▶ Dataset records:
+ + + + +

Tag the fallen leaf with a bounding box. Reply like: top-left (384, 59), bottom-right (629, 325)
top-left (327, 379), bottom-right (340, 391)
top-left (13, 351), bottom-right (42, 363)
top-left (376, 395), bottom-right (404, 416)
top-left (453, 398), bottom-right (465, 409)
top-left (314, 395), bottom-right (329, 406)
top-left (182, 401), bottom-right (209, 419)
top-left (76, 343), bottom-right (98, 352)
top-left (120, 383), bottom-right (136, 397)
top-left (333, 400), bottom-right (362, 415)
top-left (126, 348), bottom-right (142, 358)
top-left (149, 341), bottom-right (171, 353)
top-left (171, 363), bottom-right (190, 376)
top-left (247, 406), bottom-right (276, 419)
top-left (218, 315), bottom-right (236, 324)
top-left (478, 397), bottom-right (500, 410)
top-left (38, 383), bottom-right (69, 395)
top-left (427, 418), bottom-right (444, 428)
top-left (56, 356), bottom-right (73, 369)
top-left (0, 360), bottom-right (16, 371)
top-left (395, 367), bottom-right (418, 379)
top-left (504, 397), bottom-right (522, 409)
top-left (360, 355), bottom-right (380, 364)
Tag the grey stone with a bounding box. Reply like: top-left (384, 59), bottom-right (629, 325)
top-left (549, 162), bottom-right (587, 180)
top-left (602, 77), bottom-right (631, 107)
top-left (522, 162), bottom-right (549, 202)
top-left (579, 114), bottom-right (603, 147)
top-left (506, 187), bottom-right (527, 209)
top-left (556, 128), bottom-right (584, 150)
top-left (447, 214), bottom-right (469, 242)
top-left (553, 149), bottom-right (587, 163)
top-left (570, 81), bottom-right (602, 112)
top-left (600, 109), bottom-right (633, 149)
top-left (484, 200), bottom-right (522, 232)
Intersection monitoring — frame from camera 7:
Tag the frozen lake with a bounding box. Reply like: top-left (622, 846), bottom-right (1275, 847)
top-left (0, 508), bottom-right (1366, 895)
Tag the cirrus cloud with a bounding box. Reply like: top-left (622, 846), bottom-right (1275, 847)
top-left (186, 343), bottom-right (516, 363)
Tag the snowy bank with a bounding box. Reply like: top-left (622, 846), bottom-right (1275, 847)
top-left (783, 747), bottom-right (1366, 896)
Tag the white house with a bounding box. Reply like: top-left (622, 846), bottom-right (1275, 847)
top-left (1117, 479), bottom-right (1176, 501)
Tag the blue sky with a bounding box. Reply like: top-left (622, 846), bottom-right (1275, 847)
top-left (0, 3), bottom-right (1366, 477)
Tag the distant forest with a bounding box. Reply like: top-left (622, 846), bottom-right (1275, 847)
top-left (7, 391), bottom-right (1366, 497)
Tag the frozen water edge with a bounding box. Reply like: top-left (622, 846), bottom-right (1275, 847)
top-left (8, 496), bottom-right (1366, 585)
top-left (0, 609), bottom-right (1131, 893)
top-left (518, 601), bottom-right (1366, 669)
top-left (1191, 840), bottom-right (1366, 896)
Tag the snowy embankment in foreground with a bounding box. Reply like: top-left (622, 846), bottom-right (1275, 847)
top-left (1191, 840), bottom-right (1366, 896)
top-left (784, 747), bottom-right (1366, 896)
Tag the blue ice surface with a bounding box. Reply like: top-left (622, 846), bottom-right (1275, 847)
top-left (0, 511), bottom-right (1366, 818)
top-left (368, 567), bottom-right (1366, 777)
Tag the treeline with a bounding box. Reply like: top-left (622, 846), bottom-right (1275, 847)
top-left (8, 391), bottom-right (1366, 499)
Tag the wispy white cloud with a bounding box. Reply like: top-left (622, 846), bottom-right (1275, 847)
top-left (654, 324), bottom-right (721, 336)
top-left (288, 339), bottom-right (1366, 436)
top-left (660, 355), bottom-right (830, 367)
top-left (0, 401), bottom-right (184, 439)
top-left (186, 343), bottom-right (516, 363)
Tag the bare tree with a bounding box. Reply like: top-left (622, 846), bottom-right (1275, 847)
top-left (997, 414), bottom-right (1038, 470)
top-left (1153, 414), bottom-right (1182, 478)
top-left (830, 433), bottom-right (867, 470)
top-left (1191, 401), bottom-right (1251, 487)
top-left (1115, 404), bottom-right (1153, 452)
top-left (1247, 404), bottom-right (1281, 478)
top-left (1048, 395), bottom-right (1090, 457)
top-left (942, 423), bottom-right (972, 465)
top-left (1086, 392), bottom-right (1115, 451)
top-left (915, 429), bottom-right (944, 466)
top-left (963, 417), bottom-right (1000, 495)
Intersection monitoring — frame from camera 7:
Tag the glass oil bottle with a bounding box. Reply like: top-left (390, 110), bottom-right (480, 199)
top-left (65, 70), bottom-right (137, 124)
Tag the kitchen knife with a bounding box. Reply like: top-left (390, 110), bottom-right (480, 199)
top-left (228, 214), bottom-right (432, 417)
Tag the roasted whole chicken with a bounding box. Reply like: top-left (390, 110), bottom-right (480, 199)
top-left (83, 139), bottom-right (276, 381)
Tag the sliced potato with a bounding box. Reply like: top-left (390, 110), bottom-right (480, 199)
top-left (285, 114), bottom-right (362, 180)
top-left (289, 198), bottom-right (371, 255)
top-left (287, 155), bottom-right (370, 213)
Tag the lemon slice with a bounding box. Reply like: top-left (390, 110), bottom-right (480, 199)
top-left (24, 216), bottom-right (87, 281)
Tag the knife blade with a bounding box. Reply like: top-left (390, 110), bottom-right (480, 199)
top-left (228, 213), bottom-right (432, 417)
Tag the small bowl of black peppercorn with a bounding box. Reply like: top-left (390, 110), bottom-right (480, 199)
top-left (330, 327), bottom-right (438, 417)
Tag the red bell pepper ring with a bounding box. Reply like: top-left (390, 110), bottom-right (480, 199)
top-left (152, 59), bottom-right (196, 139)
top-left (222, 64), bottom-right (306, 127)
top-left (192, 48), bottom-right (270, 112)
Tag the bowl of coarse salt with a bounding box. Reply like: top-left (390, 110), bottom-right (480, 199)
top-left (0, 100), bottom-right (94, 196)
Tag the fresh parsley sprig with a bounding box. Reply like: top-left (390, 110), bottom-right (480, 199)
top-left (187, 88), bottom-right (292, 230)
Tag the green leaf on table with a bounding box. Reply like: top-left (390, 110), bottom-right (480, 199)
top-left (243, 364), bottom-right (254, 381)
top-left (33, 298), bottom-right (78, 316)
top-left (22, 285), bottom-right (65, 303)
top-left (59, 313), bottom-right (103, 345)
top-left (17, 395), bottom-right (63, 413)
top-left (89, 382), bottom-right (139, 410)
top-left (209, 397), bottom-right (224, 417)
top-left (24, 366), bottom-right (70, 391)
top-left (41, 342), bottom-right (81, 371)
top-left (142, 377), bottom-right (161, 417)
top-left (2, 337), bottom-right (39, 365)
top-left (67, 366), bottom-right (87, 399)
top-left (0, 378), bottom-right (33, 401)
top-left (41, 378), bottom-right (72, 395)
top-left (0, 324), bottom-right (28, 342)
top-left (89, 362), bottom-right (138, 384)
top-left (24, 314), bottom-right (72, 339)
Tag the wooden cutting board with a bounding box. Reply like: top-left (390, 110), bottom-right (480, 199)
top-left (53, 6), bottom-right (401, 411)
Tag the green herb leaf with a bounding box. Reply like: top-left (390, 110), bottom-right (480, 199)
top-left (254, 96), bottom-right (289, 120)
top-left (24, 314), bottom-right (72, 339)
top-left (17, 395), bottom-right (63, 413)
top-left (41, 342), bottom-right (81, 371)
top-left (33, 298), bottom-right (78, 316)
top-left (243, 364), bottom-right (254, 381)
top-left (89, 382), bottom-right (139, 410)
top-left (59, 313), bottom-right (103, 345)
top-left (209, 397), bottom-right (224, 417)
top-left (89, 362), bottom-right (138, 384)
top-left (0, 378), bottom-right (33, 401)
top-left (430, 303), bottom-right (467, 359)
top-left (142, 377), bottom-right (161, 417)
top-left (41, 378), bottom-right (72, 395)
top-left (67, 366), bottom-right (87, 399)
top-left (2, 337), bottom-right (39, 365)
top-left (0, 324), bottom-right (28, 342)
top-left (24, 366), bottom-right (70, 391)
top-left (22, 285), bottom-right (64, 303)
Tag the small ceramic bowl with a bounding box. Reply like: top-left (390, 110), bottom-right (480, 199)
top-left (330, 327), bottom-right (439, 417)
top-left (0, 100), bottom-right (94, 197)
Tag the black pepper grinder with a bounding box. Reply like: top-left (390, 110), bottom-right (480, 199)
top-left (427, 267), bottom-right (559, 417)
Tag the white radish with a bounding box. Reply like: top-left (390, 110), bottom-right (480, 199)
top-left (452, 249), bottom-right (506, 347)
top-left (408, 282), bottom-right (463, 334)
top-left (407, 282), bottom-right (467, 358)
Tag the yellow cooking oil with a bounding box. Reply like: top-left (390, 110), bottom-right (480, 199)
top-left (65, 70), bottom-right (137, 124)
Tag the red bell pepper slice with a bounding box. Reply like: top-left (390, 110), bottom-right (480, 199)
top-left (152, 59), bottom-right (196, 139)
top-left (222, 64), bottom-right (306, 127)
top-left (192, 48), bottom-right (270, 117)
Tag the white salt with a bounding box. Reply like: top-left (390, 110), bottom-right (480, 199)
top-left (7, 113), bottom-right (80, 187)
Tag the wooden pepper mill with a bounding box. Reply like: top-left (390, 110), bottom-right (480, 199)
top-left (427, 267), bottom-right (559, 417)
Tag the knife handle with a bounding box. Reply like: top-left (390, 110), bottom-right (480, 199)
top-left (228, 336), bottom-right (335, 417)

+ + + + +

▶ WORK TO COMPLETE: Recast the records above, starting with the line containing "Tag the wooden cutting" and going on through the line containing "top-left (53, 6), bottom-right (401, 411)", as a Markdown table with columns n and Line, one row per line and blank lines omitted.

▶ RESULT OF THE EXERCISE:
| n | Line |
|---|---|
| 1 | Tag the wooden cutting board with a bounding box. Reply like: top-left (390, 110), bottom-right (480, 199) |
| 2 | top-left (53, 6), bottom-right (401, 411) |